Dataset entries
"""

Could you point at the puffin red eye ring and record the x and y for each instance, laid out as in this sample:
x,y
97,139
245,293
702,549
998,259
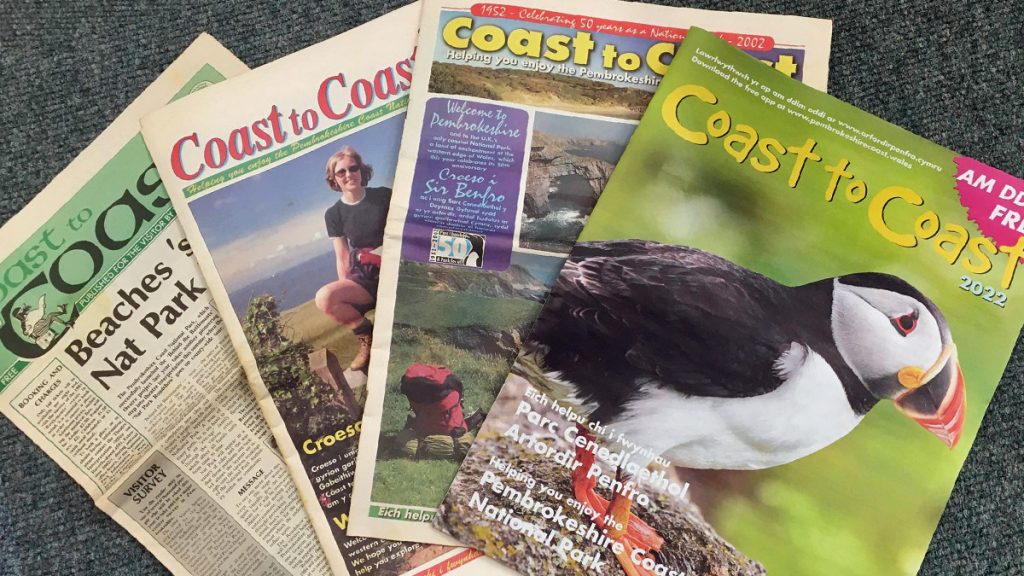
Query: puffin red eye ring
x,y
905,324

"""

> [ABOUT THIS EXERCISE]
Each line of the data needs to be output exactly, with any image excluded.

> [SOLVED EXERCISE]
Could you point at the puffin red eye ring and record the x and y for each instance, laid out as in this sample:
x,y
97,139
245,293
702,549
998,259
Query: puffin red eye ring
x,y
905,324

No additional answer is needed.